**Directions for this task:**
Print the data word for word, starting at the line that contains "of the dress" and ending with the last line of the data.

**Dataset rows:**
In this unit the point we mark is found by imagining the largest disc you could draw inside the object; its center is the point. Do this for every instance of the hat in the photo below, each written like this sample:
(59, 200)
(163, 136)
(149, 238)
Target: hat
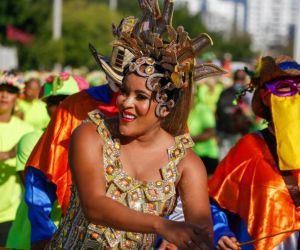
(164, 55)
(267, 69)
(10, 78)
(62, 84)
(120, 56)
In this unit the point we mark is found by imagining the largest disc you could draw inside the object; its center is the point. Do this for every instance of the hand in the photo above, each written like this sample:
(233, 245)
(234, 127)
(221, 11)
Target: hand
(4, 156)
(227, 243)
(186, 235)
(165, 245)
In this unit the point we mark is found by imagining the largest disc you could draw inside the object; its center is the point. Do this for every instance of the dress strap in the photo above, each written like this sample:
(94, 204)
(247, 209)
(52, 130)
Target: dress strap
(177, 152)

**Output of the task:**
In this unit the point we mark is found by imagining the largest disc you could draw inside the object; its center is the point. Do this for every instance of the dress strap in the photo above, each written like this sample:
(94, 204)
(247, 209)
(52, 130)
Target: dress strap
(177, 152)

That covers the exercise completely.